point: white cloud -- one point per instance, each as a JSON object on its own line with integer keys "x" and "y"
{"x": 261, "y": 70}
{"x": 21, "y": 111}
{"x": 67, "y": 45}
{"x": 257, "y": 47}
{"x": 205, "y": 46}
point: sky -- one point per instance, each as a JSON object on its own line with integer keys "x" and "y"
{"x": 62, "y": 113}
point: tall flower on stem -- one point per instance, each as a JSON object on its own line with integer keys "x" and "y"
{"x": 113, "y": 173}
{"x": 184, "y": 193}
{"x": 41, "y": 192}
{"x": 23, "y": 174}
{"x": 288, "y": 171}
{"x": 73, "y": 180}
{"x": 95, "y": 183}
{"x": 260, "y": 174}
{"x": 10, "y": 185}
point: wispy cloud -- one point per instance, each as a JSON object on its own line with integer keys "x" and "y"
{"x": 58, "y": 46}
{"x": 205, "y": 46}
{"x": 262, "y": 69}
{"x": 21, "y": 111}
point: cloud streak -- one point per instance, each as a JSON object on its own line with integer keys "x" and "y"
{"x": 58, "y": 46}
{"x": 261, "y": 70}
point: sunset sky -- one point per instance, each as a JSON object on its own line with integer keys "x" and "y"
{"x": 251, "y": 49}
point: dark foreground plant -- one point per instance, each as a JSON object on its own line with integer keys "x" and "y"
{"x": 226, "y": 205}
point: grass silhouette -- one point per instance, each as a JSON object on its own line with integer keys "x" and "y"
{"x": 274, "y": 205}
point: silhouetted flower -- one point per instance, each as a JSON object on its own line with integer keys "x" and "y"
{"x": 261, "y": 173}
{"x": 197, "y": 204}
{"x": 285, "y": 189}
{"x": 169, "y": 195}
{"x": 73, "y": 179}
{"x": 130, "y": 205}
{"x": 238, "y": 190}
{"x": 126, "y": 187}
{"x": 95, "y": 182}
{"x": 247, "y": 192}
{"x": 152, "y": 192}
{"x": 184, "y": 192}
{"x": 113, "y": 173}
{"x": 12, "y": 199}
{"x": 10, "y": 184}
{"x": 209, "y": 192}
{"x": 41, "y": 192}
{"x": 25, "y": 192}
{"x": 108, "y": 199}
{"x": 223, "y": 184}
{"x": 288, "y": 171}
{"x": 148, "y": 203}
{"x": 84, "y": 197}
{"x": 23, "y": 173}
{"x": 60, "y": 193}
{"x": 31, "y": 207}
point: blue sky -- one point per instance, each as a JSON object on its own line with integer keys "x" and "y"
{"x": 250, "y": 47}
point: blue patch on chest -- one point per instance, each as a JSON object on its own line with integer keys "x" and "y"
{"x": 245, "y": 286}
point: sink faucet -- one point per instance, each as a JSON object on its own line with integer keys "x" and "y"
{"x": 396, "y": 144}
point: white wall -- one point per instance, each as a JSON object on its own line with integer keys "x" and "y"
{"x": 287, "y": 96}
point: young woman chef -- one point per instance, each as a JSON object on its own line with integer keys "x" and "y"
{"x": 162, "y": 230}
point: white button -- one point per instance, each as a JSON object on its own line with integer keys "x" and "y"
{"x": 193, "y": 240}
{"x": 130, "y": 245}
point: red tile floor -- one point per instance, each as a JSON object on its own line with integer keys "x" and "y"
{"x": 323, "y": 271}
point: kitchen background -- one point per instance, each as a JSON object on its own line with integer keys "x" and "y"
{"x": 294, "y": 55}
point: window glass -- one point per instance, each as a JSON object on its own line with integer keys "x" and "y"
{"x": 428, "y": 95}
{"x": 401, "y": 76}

----

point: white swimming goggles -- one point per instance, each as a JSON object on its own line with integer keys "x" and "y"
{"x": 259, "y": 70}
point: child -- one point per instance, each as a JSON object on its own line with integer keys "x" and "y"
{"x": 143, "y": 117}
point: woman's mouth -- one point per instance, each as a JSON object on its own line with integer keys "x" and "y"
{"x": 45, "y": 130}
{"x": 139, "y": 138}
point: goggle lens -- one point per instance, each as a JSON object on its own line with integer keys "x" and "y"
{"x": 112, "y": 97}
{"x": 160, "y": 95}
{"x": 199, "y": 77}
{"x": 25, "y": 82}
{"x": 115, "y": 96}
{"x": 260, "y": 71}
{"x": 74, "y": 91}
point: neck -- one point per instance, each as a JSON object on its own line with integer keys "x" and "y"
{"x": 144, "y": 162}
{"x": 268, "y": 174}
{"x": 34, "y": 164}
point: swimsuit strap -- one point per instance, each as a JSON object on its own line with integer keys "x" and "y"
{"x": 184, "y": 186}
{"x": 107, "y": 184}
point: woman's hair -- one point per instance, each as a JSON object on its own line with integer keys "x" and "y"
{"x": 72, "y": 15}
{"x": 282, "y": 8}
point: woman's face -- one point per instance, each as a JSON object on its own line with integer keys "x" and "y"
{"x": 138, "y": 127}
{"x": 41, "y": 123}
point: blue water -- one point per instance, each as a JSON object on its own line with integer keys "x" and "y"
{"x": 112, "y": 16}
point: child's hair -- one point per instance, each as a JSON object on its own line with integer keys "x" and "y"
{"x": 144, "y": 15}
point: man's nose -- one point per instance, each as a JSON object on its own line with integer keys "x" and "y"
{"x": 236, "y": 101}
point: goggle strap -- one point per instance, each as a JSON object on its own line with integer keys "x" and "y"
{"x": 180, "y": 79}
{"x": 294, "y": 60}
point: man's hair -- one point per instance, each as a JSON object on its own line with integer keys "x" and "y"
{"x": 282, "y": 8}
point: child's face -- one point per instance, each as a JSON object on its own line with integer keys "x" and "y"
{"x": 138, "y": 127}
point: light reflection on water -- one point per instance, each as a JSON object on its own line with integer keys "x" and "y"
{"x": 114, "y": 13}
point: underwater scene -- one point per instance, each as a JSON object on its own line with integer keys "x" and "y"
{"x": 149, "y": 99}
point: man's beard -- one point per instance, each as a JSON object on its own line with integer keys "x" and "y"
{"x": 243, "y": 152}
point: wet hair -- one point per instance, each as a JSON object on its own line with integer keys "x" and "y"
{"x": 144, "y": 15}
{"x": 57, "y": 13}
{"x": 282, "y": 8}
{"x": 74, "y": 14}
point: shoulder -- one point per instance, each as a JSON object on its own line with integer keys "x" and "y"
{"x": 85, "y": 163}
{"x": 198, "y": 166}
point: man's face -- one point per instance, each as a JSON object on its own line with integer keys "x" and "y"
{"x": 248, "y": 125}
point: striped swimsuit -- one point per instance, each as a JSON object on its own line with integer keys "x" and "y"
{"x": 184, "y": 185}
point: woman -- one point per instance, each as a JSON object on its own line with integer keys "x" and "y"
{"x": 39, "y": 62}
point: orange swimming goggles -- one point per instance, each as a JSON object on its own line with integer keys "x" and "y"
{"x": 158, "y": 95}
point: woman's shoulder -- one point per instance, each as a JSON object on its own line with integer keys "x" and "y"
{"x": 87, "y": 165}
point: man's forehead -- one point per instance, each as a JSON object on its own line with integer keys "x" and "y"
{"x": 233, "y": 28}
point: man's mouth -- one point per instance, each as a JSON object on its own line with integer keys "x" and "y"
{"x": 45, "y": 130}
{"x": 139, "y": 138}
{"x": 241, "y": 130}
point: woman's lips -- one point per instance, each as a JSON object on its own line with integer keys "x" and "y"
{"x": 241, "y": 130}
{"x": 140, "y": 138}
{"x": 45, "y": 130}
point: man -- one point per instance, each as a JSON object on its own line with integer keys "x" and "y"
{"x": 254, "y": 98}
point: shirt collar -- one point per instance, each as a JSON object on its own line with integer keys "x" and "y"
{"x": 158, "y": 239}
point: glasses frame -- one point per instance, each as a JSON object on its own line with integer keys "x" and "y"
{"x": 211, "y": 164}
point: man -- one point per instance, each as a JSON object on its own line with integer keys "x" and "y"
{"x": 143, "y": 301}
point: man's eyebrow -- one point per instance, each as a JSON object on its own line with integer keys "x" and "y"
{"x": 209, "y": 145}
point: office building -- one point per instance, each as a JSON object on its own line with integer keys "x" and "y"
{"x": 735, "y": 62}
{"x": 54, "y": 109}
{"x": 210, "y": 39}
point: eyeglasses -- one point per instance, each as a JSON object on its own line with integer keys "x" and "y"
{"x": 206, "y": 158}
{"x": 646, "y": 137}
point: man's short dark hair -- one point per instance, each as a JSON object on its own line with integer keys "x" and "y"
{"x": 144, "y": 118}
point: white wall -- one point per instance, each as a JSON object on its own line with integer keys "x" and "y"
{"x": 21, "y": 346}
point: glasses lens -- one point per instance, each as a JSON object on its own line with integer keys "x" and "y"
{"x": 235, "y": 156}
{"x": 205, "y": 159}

----

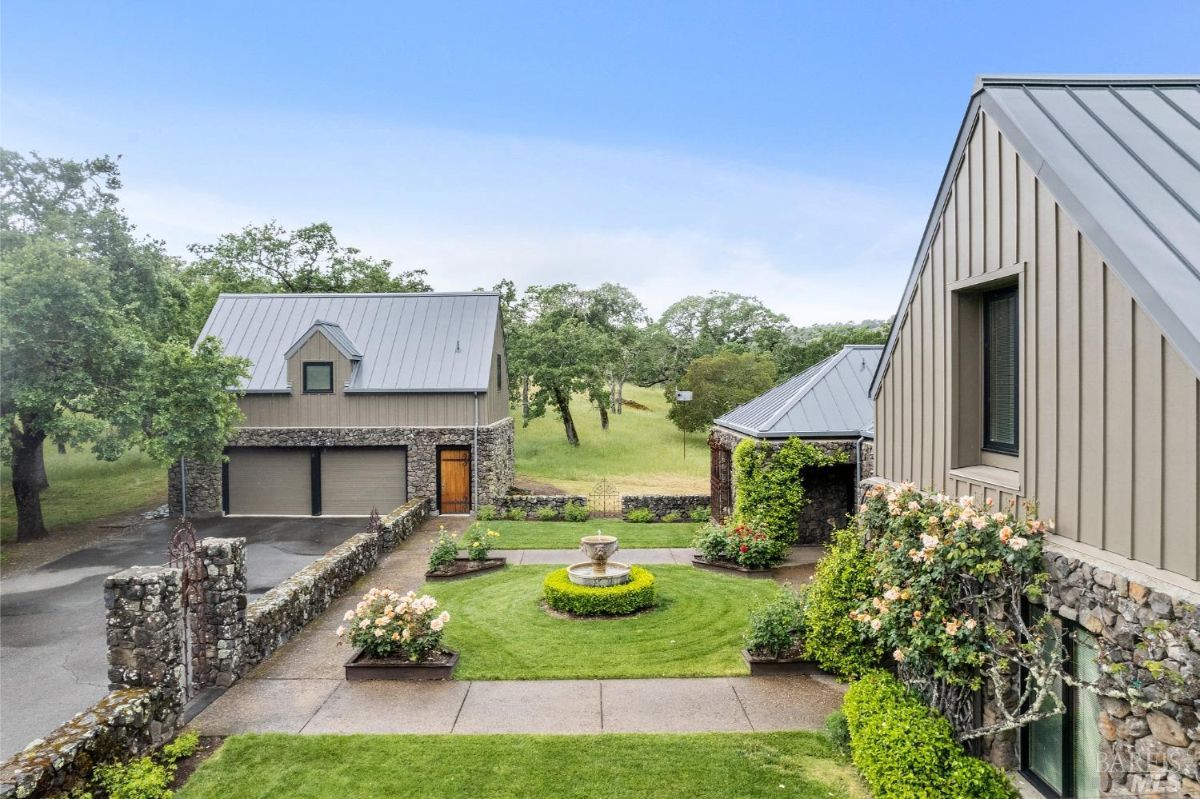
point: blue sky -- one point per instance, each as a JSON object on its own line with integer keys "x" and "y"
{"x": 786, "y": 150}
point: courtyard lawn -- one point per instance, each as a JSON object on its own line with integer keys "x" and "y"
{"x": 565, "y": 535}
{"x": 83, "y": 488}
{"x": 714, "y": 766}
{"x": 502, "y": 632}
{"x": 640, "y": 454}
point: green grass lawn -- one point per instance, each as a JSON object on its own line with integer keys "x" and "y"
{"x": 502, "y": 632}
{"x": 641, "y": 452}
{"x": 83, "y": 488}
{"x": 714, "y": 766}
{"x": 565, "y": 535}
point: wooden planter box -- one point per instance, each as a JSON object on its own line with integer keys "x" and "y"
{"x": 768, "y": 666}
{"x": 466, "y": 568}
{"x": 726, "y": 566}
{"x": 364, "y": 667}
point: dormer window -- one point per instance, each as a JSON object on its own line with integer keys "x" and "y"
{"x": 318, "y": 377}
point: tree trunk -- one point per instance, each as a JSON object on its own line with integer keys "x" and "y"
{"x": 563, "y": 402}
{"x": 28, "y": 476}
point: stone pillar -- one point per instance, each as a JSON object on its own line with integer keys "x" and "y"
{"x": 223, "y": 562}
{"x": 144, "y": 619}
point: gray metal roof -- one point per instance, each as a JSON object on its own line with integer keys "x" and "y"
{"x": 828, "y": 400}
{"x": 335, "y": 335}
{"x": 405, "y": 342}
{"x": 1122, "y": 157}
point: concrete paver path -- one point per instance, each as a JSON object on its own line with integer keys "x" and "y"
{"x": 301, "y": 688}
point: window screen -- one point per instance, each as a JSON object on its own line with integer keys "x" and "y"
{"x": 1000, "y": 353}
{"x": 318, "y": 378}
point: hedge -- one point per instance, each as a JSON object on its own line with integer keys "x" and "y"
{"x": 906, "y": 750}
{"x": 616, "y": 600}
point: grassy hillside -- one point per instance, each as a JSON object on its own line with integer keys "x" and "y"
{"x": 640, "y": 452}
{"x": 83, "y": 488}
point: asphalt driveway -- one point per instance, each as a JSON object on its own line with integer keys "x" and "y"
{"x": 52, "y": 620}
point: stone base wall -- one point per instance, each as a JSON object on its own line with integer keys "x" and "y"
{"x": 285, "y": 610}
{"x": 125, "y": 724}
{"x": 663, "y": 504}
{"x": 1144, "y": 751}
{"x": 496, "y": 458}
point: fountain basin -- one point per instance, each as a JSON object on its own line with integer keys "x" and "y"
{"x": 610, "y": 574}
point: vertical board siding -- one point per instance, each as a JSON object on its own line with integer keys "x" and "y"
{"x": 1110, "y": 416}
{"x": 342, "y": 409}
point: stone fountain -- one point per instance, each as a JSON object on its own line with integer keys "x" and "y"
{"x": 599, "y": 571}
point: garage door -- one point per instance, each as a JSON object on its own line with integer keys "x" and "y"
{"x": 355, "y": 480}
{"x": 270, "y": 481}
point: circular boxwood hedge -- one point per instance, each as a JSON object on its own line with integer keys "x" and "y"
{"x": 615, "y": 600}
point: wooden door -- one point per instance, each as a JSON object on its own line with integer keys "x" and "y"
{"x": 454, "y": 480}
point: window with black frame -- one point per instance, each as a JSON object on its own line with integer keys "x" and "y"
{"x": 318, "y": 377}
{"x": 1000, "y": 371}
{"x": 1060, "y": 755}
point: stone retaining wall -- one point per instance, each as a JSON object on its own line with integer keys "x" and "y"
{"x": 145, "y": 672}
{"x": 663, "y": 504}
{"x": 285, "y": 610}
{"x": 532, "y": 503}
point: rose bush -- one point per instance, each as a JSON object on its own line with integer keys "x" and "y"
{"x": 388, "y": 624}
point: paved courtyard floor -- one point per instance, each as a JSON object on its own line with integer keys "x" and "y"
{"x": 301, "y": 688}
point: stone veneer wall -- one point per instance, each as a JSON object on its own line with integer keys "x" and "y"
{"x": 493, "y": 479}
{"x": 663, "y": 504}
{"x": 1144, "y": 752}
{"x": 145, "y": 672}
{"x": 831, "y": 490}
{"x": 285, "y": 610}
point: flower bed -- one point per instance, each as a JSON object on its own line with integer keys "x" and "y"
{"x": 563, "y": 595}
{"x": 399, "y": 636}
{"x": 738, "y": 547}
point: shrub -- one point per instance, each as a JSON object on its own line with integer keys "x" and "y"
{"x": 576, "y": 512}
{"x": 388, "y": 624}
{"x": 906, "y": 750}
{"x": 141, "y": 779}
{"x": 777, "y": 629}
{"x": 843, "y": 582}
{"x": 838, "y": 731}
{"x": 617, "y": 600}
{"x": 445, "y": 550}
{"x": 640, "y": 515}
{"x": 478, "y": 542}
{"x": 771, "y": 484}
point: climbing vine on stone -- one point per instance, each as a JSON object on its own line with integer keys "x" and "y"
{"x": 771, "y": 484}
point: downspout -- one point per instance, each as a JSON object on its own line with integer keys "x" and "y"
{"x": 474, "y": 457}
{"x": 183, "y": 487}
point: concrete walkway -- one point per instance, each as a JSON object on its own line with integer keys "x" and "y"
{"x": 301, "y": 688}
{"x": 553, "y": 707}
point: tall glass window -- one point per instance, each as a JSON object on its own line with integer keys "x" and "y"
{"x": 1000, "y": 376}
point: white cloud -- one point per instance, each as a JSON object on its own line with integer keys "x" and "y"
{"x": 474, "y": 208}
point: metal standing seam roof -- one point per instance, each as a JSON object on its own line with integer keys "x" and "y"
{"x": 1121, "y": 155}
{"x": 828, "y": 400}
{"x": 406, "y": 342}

----

SET EXERCISE
Which lines above contain the word "door"? Copy each one.

TASK RESULT
point: garage door -- one point per instance, each as a JSON object on its own line with integer keys "x" and "y"
point: wooden door -- one point per instance, each as a JSON object on its own line with integer keys "x" and "y"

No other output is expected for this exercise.